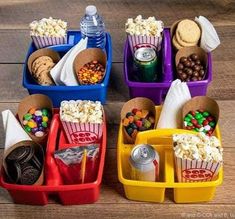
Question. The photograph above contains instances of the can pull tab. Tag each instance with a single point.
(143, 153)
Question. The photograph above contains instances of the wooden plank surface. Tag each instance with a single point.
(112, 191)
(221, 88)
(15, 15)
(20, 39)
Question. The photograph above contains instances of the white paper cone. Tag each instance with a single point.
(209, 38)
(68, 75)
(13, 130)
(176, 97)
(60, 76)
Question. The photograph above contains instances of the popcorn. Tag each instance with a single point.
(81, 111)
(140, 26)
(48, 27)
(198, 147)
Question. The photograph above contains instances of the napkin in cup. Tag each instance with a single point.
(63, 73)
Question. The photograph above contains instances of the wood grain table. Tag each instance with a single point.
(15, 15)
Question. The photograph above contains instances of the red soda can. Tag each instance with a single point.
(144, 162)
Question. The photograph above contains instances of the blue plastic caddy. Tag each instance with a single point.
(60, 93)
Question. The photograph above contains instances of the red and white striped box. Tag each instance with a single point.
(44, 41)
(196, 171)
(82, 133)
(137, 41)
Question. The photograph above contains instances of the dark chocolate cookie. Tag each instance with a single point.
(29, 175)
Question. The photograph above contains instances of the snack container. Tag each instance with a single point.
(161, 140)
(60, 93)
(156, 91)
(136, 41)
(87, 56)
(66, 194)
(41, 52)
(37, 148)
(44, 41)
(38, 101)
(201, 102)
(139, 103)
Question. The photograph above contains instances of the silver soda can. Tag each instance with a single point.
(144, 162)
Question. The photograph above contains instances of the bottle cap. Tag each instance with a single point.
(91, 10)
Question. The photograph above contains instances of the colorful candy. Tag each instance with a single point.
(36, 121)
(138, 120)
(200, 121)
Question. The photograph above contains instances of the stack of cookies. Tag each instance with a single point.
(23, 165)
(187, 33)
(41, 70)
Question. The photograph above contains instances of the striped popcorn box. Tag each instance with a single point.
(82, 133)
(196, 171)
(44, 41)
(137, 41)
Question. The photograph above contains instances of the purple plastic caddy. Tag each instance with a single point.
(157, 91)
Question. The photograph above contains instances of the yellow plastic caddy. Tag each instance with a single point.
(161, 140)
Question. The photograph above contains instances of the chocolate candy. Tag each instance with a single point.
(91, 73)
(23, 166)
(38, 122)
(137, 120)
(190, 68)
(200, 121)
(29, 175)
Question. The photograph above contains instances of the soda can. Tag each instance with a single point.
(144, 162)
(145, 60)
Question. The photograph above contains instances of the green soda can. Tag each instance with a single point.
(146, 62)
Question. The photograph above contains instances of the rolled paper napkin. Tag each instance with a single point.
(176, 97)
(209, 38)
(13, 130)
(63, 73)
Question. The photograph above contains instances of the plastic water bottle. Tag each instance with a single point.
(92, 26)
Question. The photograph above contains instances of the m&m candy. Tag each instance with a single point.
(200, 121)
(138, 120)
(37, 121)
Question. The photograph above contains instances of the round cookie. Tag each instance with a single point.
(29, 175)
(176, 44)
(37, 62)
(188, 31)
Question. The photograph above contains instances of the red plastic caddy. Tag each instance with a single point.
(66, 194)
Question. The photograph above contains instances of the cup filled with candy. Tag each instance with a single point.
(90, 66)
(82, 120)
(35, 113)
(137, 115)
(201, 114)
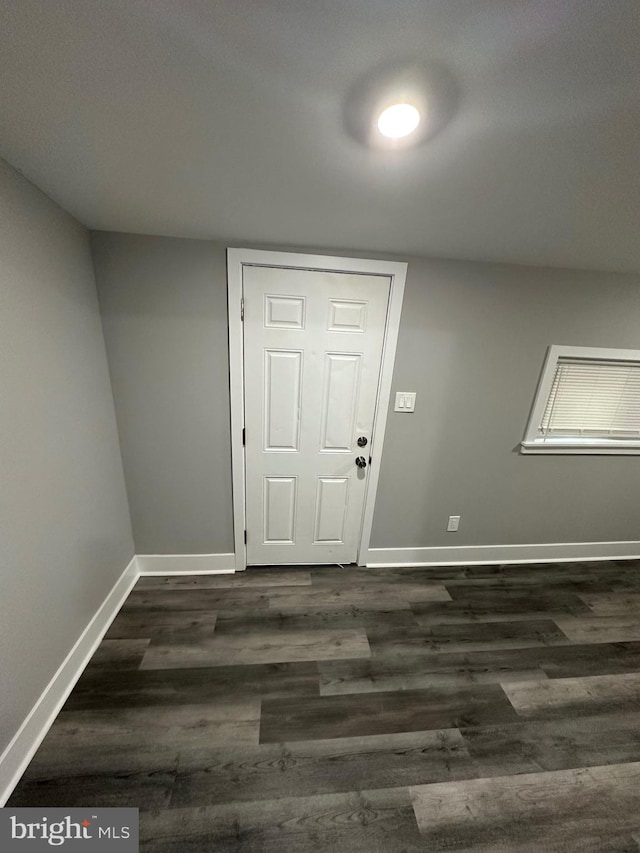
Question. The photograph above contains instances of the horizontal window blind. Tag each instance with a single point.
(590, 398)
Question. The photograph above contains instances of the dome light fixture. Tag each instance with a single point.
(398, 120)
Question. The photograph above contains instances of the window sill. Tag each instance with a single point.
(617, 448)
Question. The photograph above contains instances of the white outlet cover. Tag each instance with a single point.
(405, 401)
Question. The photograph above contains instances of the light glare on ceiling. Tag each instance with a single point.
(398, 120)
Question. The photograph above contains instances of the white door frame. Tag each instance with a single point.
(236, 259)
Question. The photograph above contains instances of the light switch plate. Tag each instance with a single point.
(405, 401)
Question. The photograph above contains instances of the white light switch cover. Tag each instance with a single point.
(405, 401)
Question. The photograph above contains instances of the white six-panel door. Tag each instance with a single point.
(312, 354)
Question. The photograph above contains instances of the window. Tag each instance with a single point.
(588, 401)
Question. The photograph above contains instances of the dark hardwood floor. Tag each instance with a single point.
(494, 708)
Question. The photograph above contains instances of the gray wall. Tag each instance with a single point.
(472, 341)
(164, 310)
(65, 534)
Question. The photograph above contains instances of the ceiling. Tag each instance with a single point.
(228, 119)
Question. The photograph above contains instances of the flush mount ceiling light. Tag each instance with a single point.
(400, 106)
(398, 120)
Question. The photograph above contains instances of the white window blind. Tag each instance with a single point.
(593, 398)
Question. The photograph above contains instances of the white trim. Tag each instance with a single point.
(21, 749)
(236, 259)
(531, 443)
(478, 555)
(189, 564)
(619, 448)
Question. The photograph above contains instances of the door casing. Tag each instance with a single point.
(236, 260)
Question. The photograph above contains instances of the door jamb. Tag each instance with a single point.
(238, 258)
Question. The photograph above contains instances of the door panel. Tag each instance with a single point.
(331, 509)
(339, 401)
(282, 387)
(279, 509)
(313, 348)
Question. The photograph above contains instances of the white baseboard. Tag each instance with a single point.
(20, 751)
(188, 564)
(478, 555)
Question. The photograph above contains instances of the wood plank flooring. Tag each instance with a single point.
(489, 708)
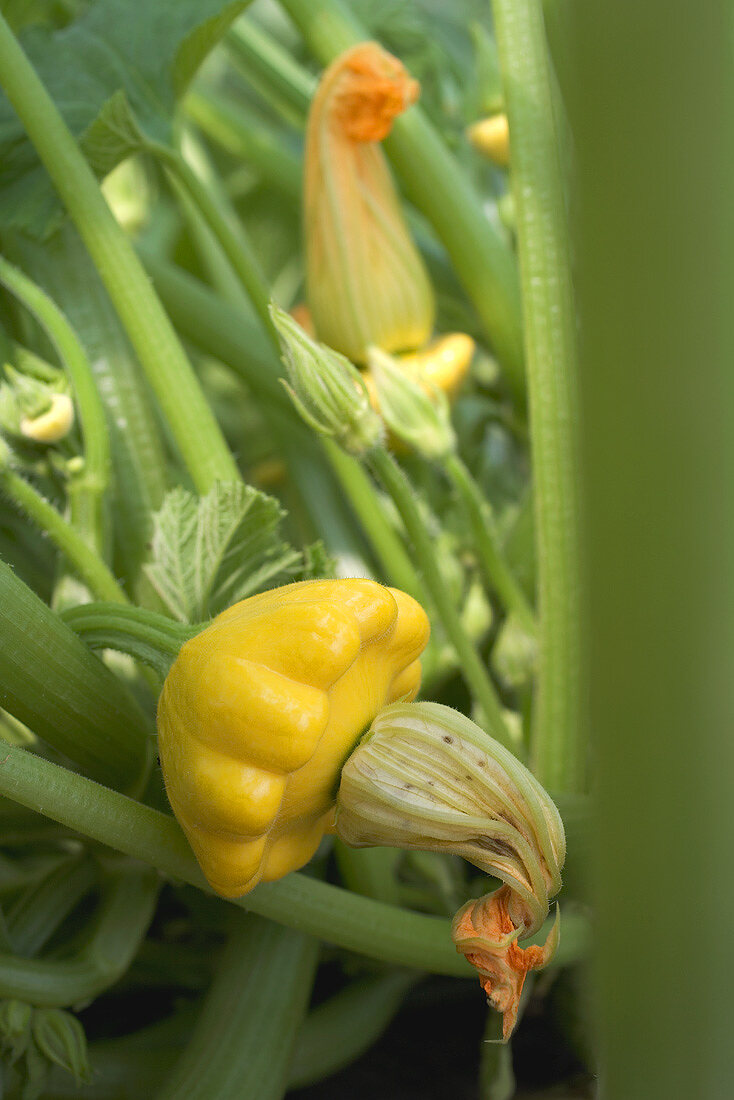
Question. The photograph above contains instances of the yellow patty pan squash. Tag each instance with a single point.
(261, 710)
---
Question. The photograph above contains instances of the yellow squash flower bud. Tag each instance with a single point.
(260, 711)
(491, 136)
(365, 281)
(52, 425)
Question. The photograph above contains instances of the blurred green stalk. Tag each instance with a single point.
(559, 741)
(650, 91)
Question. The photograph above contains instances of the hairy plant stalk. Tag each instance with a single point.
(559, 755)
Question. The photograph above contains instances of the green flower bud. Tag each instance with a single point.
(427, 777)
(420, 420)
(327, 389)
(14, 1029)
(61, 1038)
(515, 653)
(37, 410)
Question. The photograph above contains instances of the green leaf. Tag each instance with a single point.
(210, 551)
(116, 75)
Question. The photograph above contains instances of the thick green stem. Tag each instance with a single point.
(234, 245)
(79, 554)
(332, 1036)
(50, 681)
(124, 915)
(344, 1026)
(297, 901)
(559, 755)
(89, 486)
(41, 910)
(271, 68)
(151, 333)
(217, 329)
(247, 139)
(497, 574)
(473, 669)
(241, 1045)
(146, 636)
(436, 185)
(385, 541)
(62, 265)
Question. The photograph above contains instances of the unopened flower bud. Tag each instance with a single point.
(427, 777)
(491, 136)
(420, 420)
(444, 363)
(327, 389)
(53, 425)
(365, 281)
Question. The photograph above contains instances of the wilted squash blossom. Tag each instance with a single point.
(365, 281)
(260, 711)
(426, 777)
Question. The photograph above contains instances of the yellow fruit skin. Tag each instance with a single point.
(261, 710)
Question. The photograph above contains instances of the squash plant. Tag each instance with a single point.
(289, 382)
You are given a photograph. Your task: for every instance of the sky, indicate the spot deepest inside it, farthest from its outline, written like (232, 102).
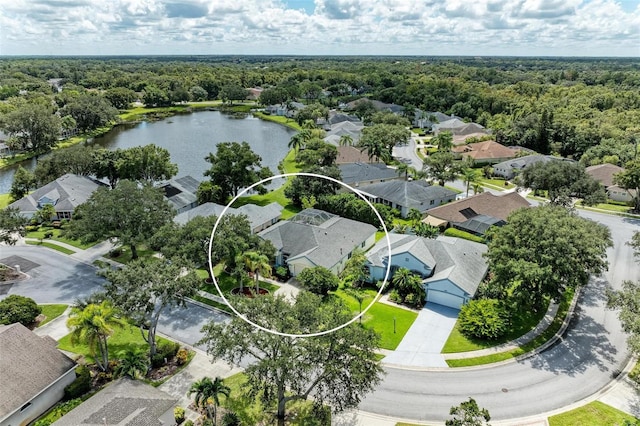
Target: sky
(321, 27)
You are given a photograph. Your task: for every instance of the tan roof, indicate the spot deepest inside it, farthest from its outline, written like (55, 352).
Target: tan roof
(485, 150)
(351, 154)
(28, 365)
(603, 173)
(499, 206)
--
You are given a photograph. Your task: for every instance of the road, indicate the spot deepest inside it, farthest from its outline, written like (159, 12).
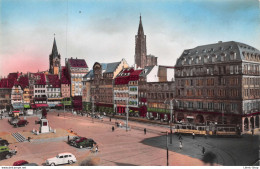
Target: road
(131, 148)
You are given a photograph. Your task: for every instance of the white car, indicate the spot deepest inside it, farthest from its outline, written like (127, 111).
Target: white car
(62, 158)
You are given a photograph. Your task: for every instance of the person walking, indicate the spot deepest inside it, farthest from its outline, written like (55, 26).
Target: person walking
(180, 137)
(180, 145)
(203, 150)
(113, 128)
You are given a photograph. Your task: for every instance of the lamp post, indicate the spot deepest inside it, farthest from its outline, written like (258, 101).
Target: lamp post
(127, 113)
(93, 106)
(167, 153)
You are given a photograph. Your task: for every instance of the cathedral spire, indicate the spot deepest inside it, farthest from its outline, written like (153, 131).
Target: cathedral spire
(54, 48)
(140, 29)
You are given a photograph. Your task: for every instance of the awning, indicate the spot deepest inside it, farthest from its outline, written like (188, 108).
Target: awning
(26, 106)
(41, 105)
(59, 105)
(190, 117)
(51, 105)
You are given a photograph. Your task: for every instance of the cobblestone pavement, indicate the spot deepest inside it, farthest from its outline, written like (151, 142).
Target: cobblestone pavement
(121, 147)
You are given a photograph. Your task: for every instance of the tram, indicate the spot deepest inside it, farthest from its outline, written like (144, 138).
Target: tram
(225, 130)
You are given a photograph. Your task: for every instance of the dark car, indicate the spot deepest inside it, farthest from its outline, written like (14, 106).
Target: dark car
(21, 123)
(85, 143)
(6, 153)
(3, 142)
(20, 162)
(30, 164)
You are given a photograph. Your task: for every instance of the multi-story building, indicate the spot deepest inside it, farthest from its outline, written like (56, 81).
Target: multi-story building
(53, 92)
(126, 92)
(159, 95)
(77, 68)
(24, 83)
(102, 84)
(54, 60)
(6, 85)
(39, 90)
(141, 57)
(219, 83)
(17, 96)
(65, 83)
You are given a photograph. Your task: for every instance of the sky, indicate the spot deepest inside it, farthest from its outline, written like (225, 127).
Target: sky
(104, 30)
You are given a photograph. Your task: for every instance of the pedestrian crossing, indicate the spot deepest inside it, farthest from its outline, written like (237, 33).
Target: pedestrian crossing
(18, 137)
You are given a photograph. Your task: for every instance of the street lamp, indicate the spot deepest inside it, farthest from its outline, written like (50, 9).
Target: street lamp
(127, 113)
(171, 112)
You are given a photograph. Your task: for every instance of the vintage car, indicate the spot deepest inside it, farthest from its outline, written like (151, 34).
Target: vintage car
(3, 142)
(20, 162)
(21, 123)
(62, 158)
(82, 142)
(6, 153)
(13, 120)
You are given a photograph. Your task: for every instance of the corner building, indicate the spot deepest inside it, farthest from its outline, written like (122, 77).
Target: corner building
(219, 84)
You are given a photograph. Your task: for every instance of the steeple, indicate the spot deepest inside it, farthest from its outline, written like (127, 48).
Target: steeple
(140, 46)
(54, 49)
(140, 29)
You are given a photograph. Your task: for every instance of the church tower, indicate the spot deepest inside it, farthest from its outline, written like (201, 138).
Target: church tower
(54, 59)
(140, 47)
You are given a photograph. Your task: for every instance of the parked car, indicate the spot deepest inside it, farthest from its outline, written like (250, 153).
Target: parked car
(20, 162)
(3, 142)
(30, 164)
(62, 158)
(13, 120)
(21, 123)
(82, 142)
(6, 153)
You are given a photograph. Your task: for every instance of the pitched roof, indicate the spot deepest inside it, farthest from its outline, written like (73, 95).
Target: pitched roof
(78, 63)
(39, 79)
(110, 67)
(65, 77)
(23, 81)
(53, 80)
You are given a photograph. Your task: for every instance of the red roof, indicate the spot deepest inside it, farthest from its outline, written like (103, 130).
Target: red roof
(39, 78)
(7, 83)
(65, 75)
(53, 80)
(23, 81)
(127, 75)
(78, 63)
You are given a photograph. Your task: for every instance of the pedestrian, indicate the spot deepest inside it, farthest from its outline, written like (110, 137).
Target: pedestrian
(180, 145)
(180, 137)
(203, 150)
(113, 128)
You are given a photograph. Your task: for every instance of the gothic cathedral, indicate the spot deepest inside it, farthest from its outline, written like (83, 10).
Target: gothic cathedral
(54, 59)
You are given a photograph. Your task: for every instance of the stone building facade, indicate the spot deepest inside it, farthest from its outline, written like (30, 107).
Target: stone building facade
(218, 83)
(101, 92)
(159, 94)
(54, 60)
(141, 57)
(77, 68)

Task directions: Find the line with "Target: vintage car" in the entries above. Retype it and each line after it, exactly, through the line with "like (73, 95).", and stop there.

Response:
Target: vintage car
(3, 142)
(20, 162)
(21, 123)
(62, 158)
(82, 142)
(6, 153)
(13, 120)
You are given a photograph. Your task: for every instance of the corner building, indicate the spot deepest inside it, farthest from its outline, written like (122, 77).
Target: corner building
(219, 84)
You are given a photograph. Your task: for every instance of the steeple, indicate the spot deepest inside it, farthest from its outline, written like (127, 48).
Target: steeple
(140, 46)
(54, 49)
(140, 29)
You are given a photograph. Your task: for every instance of the church tower, indicate the spot deepest inside it, farthest from its outline, written like (201, 138).
Target: church tower
(54, 59)
(140, 47)
You are given a photograph. Your task: for every instance of the parked car, indicate the spot deepest inside it, farthest from its outline, written like (250, 153).
Target: parked car
(20, 162)
(3, 142)
(30, 164)
(62, 158)
(13, 120)
(21, 123)
(82, 142)
(6, 153)
You are given a photograph. Your task: for every instance of the pitched roof, indicate the spot deepest inside it, farthest from its outline, written like (73, 95).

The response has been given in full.